• **Source data**:
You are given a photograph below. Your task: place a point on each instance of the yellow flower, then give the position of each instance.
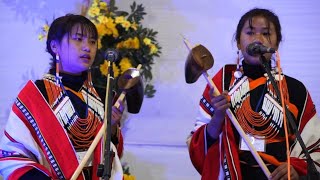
(94, 4)
(102, 30)
(119, 19)
(103, 19)
(134, 26)
(103, 6)
(126, 24)
(41, 37)
(147, 41)
(128, 177)
(45, 28)
(136, 43)
(153, 49)
(125, 64)
(93, 11)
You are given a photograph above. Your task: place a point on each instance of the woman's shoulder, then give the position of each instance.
(294, 83)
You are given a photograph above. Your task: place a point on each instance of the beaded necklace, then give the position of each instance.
(268, 121)
(81, 131)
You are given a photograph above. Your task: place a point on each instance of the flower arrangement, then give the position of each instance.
(123, 31)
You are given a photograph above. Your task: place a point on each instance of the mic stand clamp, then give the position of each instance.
(312, 172)
(104, 170)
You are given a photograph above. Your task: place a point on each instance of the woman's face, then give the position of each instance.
(259, 32)
(77, 51)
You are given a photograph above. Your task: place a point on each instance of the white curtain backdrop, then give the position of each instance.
(155, 147)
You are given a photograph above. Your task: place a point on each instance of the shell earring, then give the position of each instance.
(273, 61)
(58, 78)
(238, 74)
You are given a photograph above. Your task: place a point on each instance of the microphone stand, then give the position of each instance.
(104, 171)
(312, 172)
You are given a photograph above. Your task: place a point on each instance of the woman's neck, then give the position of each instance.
(253, 71)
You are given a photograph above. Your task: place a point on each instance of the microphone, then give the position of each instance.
(111, 55)
(254, 49)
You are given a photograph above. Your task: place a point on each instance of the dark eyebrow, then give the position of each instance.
(81, 35)
(252, 28)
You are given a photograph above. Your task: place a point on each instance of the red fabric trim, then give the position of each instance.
(196, 149)
(57, 140)
(299, 165)
(212, 163)
(309, 112)
(19, 172)
(23, 170)
(9, 137)
(232, 155)
(120, 145)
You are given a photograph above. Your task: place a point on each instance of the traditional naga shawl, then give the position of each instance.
(51, 136)
(223, 158)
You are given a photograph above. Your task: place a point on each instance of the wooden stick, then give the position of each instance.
(235, 121)
(96, 140)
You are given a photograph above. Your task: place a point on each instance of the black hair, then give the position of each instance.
(64, 24)
(270, 16)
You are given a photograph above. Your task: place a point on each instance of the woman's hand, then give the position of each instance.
(220, 104)
(116, 114)
(281, 173)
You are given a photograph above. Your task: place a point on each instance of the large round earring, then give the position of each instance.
(58, 78)
(238, 74)
(90, 77)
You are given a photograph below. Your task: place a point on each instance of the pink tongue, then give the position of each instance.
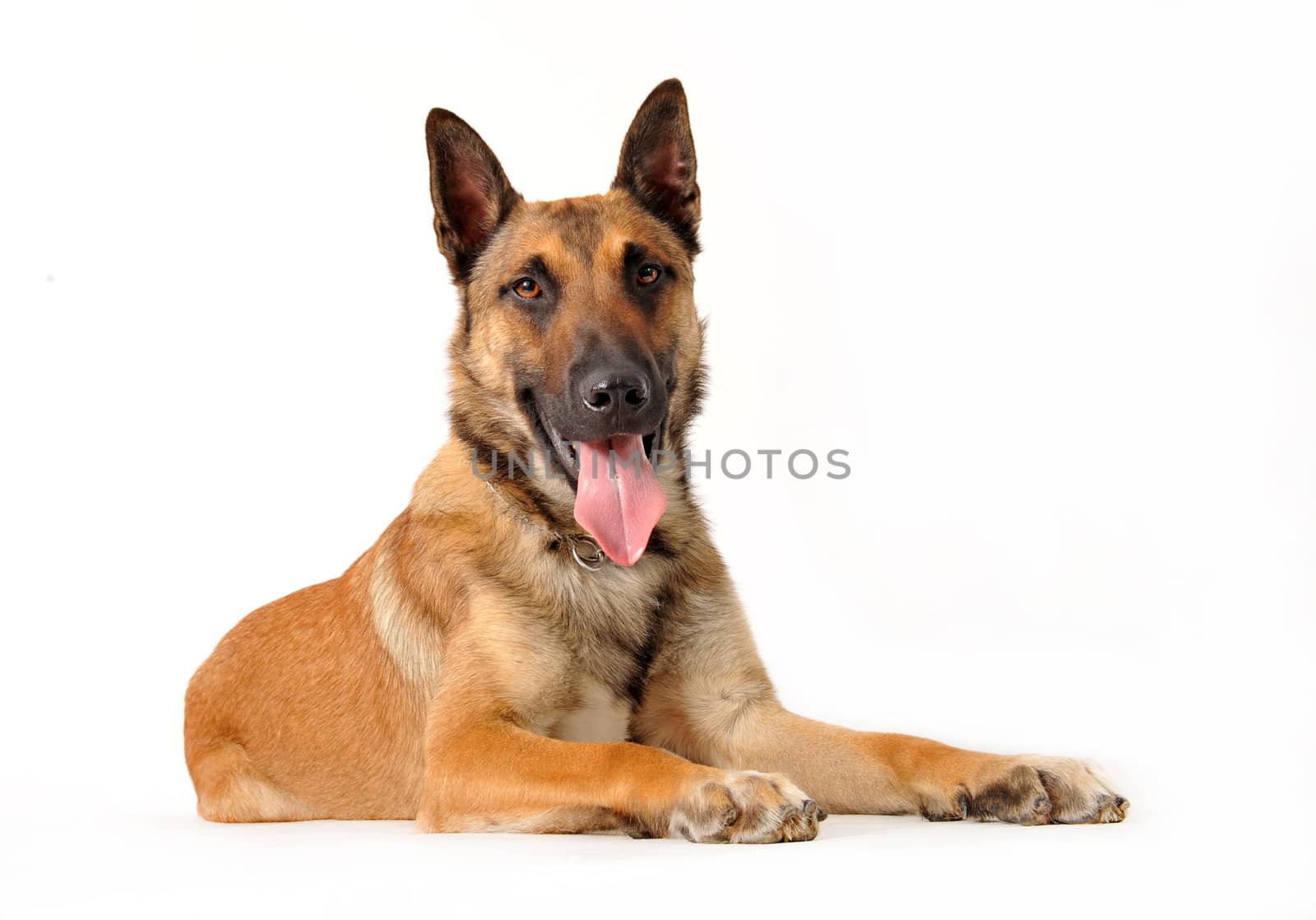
(619, 509)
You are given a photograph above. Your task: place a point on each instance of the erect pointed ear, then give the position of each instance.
(657, 160)
(470, 191)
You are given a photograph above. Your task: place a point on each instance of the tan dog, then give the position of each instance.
(482, 667)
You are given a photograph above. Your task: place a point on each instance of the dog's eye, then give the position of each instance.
(526, 289)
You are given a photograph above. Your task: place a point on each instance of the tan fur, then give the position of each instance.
(467, 673)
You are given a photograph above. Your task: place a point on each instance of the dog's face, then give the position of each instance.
(578, 318)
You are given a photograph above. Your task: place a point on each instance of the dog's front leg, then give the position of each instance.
(708, 698)
(489, 768)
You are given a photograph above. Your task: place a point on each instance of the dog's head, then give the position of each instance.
(578, 322)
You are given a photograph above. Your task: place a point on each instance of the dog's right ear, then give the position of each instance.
(657, 162)
(470, 191)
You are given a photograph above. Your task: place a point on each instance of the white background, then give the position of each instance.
(1046, 272)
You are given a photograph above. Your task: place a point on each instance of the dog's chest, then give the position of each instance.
(600, 715)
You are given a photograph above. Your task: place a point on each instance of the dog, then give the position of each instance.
(563, 650)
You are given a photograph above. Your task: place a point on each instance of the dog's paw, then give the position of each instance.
(1033, 790)
(747, 807)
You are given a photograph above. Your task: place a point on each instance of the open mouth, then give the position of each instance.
(566, 454)
(619, 498)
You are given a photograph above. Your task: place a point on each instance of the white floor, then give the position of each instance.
(1227, 861)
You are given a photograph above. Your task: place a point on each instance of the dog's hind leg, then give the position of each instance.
(230, 788)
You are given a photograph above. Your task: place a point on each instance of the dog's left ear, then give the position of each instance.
(469, 187)
(657, 160)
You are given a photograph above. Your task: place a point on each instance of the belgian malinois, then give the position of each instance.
(563, 650)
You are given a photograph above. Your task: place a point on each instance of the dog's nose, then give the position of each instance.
(612, 395)
(616, 391)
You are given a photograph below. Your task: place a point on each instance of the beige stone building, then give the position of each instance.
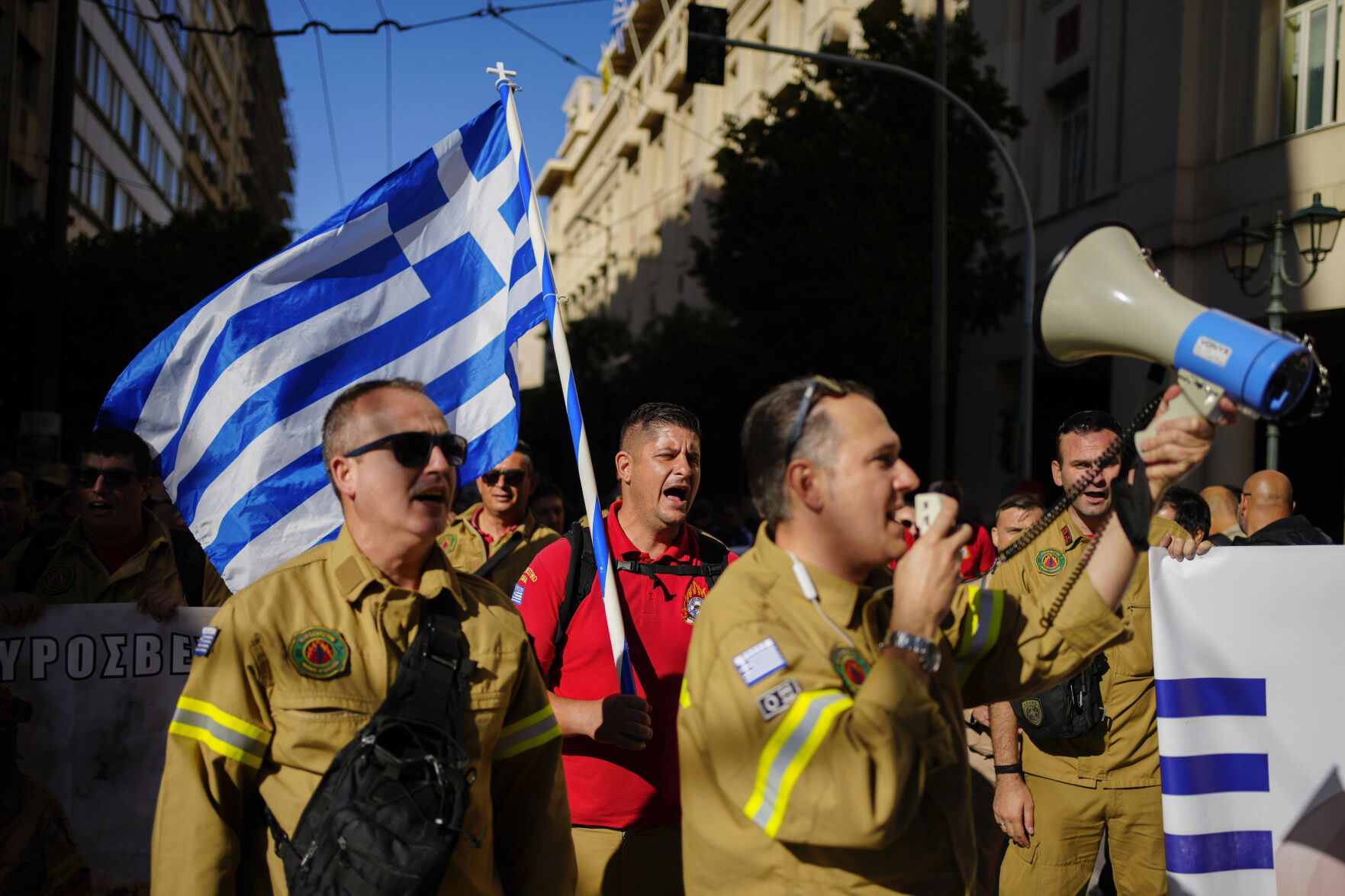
(1174, 117)
(162, 119)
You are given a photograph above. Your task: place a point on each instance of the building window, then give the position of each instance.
(1309, 65)
(1071, 101)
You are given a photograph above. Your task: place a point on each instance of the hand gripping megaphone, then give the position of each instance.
(1105, 297)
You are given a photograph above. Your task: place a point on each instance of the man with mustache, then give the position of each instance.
(620, 750)
(1056, 799)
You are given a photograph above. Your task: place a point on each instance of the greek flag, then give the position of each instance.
(1251, 743)
(622, 12)
(430, 275)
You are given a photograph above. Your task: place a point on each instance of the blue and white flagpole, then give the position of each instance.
(578, 438)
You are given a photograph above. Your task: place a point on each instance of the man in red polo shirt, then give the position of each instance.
(620, 751)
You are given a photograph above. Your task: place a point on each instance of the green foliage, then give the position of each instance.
(116, 292)
(822, 228)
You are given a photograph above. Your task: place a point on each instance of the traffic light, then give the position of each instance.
(705, 58)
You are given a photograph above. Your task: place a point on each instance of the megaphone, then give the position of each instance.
(1105, 297)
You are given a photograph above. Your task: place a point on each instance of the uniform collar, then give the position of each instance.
(841, 599)
(677, 553)
(357, 575)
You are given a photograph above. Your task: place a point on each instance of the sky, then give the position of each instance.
(439, 82)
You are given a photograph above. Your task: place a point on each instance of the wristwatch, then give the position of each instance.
(925, 650)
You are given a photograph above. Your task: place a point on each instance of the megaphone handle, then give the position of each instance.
(1199, 399)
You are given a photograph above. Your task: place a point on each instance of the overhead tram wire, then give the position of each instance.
(327, 100)
(389, 104)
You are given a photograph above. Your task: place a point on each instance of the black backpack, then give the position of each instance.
(1070, 709)
(388, 813)
(186, 553)
(578, 580)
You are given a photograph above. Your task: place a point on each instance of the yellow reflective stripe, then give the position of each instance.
(526, 734)
(788, 753)
(980, 628)
(227, 735)
(232, 723)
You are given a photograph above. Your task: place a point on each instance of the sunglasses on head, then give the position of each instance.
(413, 448)
(114, 477)
(513, 478)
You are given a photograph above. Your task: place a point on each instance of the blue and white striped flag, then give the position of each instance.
(1251, 741)
(430, 275)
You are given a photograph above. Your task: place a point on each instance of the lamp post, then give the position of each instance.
(1314, 232)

• **Instructions for the task**: Copy out every entry exactly as written, but not the pictures.

• **Written solution**:
You are given a photograph below. Your task: place a point on each instance of the yellow flower, then give the position of each instance.
(94, 4)
(102, 30)
(119, 19)
(103, 19)
(134, 26)
(103, 6)
(126, 24)
(41, 37)
(147, 41)
(128, 177)
(45, 28)
(136, 43)
(153, 49)
(125, 64)
(93, 11)
You are given a photograph above. Your task: place a point on each instance of the woman's shoulder, then give the position of each instance.
(294, 83)
You are given a photograph above. Your task: place a point on each instance of the beaded necklace, then give the position of each instance.
(268, 121)
(81, 131)
You are given a photograph above. Your task: place a point on each instance of the flower arrangement, then give the position of each instance.
(123, 31)
You are given a photograph above. Your task: place a point on each instance of the mic stand clamp, then give the position of each instance.
(312, 172)
(104, 170)
You are given a photograph above. Your task: place a point on each instance of the woman's face, then give the position of each instance.
(259, 32)
(77, 51)
You are given a photograph above. Your task: place a point on each instance of the white curtain backdrop, then give the position of each instance.
(155, 147)
You are given a photograph above. Your task: place a point on each instance of the shell earring, then give the position of each instance.
(273, 61)
(58, 78)
(238, 74)
You are given a photograph above. Your task: place a point on each instance of the microphone stand, then give the position of each instance.
(104, 171)
(312, 172)
You are given a photograph above. Your task: place a point on each instance of the woman's neck, then give the position of each instance.
(253, 71)
You are given a photograph above. Your task: place a point on each instance of the microphone, then give the position of each instance.
(111, 55)
(254, 49)
You are given a photograph above. Your task: place a point on each instance of the dark eyebrow, then give the position of each instance.
(81, 35)
(252, 28)
You are given a photograph above. Your task: place a point on each instance of the red fabric trim, then give the position of each instance.
(196, 149)
(57, 140)
(299, 165)
(212, 163)
(309, 112)
(19, 172)
(23, 170)
(9, 137)
(232, 155)
(120, 145)
You are given a photograph above. Your task: place a point on each instance of the traditional naga shawl, then give the position of each instance.
(51, 136)
(223, 158)
You are given a photograph above. Your task: place a point on each instance of the wooden stick, then give the position of each instance.
(235, 121)
(96, 140)
You are given a photograph above. Your task: place a point on each instance of the black hair, then give the position of each instance.
(64, 24)
(270, 16)
You are given a photograph above. Your task: place a point on each instance of the woman's hand, then give the position of each instance.
(220, 104)
(116, 114)
(281, 173)
You are given a photograph above. Your task: place a point on each instance of the large round earring, then give the position of each instance.
(58, 78)
(238, 74)
(90, 77)
You are given a photograph below. Your task: place a point on each instance of the pink tongue, then give the position of each instance.
(619, 509)
You are given a photograph above. Your task: place a point on each instance of the erect pointed ear, then give the position of each instance.
(657, 160)
(470, 191)
You are given a photograph above. Your task: place a point on each instance of the tan dog, then give the position of each instance.
(482, 667)
You are given a photograph above. Your task: place a point on each instance of the dog's eye, then give the position of each instance.
(526, 289)
You are given a photograph above. Your task: place a point on each instance of the tan fur, then give the position of each instance.
(467, 673)
You are given a photograph above. Your task: place a point on each instance of the dog's face, then give the position of each instance.
(578, 318)
You are given a photograph above. Your task: place a point on each instance of the dog's front leg, then give the position of each instance.
(708, 698)
(489, 768)
You are given a photograph above. Your task: place a point on each instance of the dog's head, then give the position of each instance.
(578, 322)
You are given a photograph above. Your task: place a point on each instance of the dog's right ear, then give the position of each instance.
(657, 162)
(470, 191)
You are given a photograph above. Your task: place a point on each instance of the white background, then give the position of each instance.
(1046, 272)
You are given a photograph above. Your task: place a point on each instance of the dog's chest, then give the position of each instance.
(600, 715)
You are given a photograph above. Your task: place a point on each instance of the dog, then give the position of each instance.
(563, 650)
You are given a photograph above. Your task: place a point on each instance of the dog's paw, then give the position of each instance.
(1033, 790)
(747, 807)
You are given a photograph above. Your task: place a point on each instance of the open mouth, then give the position of each instance.
(566, 454)
(619, 498)
You are given a photograph above. Your task: place a point on each instance of the white floor, then give the position of each instance.
(1227, 861)
You are given a photograph above. Your task: place a point on each instance of the dog's hind leg, then give the position of each instance.
(230, 788)
You are given a photograph above. Your task: place a point on each instance of the dog's left ear, then give the position of each instance.
(469, 187)
(657, 160)
You are given a photograph above. Your task: place a point on each instance of the belgian malinois, then give the position of each instance.
(563, 650)
You are given a photograph above. Your task: place a point on each instance of the dog's nose, then give the position of each instance.
(612, 395)
(616, 391)
You are given a photograph below. Your task: place a point on each instance of the beige stone building, then give the position of each instance.
(1174, 117)
(162, 119)
You are given a photograph above. Your task: place a point on each instance of the building window, then give the position of each instance.
(1309, 65)
(1071, 101)
You are given a photograph above. Your task: place a point on each instance of the hand gripping megaphone, then give the position of each instance.
(1105, 297)
You are given a photograph above. Your task: place a point on each instance of the man with mustache, then give the position of each instance.
(620, 750)
(1056, 799)
You are given a photograph above. Your task: place a point on each instance of the greek flag, then give the position of each instance.
(1251, 743)
(622, 12)
(430, 275)
You are given a photograph above. Your task: place a point on each instance of the blue and white flagpole, then give the position of each instance.
(578, 438)
You are given a photograph above. Your task: place a point on each instance of the man in red polo shirt, then give the position of each instance.
(620, 751)
You are given a photograph above. Your task: place a point on each instance of the green foliage, then give the position of each instance.
(116, 292)
(822, 228)
You are given a photograph above. Your task: place a point on each instance of the traffic light, then give the position of each instance.
(705, 58)
You are given a photograph above. Your task: place a point on each instance of the megaphone, then give the position of each instance.
(1105, 297)
You are given a photograph above. Your task: place a point on each instance of the uniform collar, then give the position of each instance.
(841, 599)
(677, 553)
(357, 575)
You are given a photograph above. Your task: place a point on each instance of the sky, then give the position of each instance.
(439, 82)
You are given a photograph above. Your task: place a point on each instance of the wristwatch, then give the position of each instance.
(925, 650)
You are given a photograph above. Your task: place a point on each instance of the megaphone handle, then give the position of each instance.
(1199, 399)
You are given a photograph above. Your task: place a point on each instance of the overhead tram wire, then give the position of each instance.
(327, 100)
(389, 104)
You are given a photograph above. Your task: place a point on each instance of the black backpack, then give the position of each instance.
(1070, 709)
(388, 813)
(186, 553)
(578, 580)
You are given a photograph above. Your task: place a point on each instance of the yellow reflective stripe, then give the position of each instance.
(526, 734)
(788, 753)
(980, 628)
(227, 735)
(232, 723)
You are given a photograph above. Your task: place a point on each instance of the sunglasses on head, then give the position of each instance.
(413, 448)
(114, 477)
(513, 478)
You are given a photograph above. Your task: place a point on each instance of the blue and white striped flag, then give the position of each instance.
(1251, 741)
(430, 275)
You are given a photograph above. Your task: place a point on each instance of the lamp post, then give the position of each instance.
(1314, 232)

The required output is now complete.